> _WRITTEN TASK_
Answer these questions from the text below on forest stewardship in Kayu Bunga:
1. How many days of supplies does the patrol's tangkalang hold?
2. What does "Laman Kepayang" mean in the Dayak Kebahan language?
3. How many hectares does the Customary Forest scheme for the Toli Menuah–Selantan cover?

> _PAGE EXTRACT_
THEIR JOURNEYS TO PROTECT THE FOREST
Community Stewardship in Kayu Bunga
The morning mist still clings to the hills surrounding Kayu Bunga Village as Sudarto and three other community members prepare for another forest monitoring patrol. Their tangkalang (traditional bag made of rattan) is filled with supplies for the next three days: food, notebooks, a GPS device, SMART monitoring and photography equipment, and basic gear for a flying camp.
Melawi, where Kayu Bunga is located, along with Sintang, Ketapang and Sekadau District, is part of Arabela Landscape’s 1,68 million hectares, with 57% forest cover still intact. It is also one of the primary habitats for the Kalimantan orangutan (Pongo pygmaeus wurmbii) and ‘home’ to other species such as gibbons, helmeted hornbills, pangolins, and sun bears.

The journey ahead will not be easy for Sudarto and co. To reach their monitoring location, they must walk for nearly a full day through steep terrain, crossing streams and ascending forested hills before spending the night beneath the lush forest canopy.
However, all of these challenges are outweighed by the purpose they are striving to achieve. For Sudarto, every step represents part of an effort to safeguard the forest, which has long served as a source of livelihood for the community across generations.

For the Kayu Bunga community, the forest is home. This value is reflected in the name of the Village Forest Management Institution named Laman Kepayang, which means “home” in the Dayak Kebahan language, one of the sub-ethnic groups of the Dayak. As head of the institution, Sudarto, together with the community, continues to advocate for sustainable forest management through the Social Forestry initiative.
With support from the government and WWF-Indonesia, they have initiated the Laman Kepayang under the Social Forestry’s Village Forest scheme, covering 4,434 hectares, and the Customary Forest scheme for the Toli Menuah–Selantan, covering 5,773 hectares. The community is currently completing necessary data and documentation as part of the process for submitting both recognition to the government.

Forest is beyond a mere ‘landscape’ for Sudarto and Kayu Bunga. It is their source of life, a space filled with memories, and a legacy to be preserved for future generations. “The forest is important because our children and grandchildren should still be able to see it in the future. They should be able to experience wildlife, large trees, and all the things that make this place special,” says the father of three, hopeful.
For generations, the Kayu Bunga community have depended on the forest. Community members collect rattan and tap resin, harvest fruits such as durian, stinky bean, and jengkol–a type of dogfruit, gather timber for building houses, and rely on the forest's streams for clean water. It has long supported livelihoods while also shaping local culture and identity.
Sudarto reminisces about when the forest felt more abundant than it does today. During fruiting season, villagers could easily find wild fruits throughout the forest, and wildlife encounters were common, including orangutans, gibbons, and hornbills.

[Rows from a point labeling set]
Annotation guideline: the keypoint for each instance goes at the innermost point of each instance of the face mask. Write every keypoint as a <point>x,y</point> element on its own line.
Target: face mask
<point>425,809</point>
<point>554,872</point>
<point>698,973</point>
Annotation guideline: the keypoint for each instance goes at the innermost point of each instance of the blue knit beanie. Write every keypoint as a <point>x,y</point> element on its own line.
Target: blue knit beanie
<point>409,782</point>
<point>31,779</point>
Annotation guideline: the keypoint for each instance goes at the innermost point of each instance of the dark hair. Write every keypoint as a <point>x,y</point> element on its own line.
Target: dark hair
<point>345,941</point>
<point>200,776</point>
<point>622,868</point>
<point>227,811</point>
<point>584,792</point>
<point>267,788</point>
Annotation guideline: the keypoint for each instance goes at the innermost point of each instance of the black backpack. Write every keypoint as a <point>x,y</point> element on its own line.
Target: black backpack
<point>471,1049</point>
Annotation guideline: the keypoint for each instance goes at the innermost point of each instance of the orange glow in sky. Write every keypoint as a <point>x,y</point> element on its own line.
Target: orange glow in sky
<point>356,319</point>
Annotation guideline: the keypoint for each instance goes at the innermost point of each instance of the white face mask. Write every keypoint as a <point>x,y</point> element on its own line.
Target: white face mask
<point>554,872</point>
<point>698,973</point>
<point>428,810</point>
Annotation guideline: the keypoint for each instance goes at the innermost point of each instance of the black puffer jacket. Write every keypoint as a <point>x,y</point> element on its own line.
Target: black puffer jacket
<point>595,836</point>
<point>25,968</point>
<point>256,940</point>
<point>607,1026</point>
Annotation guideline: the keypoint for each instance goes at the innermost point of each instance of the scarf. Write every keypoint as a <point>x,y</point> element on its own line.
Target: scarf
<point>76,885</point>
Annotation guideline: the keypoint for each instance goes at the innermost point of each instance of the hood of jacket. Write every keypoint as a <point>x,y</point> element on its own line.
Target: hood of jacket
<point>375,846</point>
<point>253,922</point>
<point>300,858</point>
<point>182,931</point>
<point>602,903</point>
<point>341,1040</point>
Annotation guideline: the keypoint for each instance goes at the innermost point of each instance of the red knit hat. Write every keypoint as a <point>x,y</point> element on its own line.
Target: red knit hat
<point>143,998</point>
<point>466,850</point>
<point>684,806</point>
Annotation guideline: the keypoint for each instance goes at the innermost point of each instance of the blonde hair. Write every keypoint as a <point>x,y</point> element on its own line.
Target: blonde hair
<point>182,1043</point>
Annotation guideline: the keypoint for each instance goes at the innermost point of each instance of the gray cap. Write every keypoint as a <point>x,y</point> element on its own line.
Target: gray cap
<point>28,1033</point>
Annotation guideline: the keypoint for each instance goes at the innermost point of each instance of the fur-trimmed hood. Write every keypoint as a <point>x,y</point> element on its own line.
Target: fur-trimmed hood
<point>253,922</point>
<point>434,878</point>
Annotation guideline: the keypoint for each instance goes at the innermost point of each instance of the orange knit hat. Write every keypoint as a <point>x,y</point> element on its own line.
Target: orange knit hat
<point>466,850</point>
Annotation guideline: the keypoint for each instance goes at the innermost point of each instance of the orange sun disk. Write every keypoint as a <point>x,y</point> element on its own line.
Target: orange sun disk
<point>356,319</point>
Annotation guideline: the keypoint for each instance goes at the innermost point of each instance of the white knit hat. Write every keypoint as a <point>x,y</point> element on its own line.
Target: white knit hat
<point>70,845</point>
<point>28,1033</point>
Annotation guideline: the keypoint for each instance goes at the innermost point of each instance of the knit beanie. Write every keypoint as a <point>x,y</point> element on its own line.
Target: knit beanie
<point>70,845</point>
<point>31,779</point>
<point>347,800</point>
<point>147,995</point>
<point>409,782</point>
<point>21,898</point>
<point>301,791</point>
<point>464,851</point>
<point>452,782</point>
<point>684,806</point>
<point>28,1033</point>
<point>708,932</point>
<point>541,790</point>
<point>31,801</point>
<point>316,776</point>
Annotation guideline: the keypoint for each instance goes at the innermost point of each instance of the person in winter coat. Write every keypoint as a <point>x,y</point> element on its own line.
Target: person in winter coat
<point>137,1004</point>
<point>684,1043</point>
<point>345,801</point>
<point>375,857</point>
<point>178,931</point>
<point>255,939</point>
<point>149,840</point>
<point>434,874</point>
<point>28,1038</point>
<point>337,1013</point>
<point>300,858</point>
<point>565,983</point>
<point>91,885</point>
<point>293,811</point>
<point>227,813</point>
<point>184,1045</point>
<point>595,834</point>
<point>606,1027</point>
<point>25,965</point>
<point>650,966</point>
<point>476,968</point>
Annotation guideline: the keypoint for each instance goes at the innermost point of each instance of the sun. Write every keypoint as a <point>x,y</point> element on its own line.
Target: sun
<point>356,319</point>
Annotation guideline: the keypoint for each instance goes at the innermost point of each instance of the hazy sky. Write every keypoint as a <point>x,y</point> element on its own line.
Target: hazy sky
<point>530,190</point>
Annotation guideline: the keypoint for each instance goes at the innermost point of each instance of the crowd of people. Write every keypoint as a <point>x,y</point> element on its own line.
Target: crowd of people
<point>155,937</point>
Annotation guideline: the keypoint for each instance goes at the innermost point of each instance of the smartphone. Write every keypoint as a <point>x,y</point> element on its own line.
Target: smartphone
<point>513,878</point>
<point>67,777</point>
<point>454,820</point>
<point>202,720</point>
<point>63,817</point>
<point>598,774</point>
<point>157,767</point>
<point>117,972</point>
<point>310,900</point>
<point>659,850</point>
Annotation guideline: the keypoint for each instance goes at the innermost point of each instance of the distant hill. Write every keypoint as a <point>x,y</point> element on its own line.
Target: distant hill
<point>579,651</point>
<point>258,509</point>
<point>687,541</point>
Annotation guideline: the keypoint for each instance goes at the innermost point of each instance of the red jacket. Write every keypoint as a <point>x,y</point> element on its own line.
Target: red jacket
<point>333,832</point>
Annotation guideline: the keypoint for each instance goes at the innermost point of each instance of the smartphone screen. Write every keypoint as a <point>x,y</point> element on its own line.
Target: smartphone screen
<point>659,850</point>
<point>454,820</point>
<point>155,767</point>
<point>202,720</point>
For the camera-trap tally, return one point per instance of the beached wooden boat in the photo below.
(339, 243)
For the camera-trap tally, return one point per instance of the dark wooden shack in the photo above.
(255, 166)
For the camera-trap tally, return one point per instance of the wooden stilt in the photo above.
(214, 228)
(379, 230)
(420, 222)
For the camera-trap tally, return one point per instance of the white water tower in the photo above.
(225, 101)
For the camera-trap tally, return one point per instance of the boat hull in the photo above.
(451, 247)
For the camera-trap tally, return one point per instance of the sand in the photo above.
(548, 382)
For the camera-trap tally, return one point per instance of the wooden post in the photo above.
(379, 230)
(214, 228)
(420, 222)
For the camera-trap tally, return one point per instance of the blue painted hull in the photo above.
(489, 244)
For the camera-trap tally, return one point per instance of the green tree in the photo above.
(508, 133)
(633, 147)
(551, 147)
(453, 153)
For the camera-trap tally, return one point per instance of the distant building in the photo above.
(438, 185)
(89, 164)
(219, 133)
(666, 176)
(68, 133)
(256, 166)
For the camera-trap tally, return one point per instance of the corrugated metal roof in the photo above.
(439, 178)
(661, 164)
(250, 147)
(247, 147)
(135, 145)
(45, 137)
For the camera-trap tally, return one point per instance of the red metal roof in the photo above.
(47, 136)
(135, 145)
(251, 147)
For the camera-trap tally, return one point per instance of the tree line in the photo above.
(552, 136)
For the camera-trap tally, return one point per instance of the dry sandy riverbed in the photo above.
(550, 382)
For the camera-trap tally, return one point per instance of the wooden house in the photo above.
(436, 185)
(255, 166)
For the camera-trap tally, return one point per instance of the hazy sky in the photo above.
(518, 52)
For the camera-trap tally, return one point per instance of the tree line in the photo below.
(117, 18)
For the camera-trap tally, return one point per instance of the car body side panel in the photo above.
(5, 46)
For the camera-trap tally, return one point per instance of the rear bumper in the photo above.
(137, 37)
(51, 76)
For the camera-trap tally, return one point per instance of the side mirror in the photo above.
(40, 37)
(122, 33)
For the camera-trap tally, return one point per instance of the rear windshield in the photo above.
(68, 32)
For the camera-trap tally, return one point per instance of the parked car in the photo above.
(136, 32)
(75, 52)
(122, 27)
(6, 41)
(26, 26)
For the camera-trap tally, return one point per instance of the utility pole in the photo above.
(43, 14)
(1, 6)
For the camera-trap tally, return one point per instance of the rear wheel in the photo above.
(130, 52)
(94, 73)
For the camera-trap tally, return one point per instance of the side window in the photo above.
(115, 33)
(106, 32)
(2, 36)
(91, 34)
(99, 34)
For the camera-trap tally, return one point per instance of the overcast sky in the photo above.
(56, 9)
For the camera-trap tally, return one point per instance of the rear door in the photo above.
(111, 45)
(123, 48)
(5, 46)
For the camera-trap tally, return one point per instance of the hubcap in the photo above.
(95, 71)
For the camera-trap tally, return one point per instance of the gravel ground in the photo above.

> _OUTPUT FOR THIS EXERCISE_
1. Three days
2. Home
3. 5,773 hectares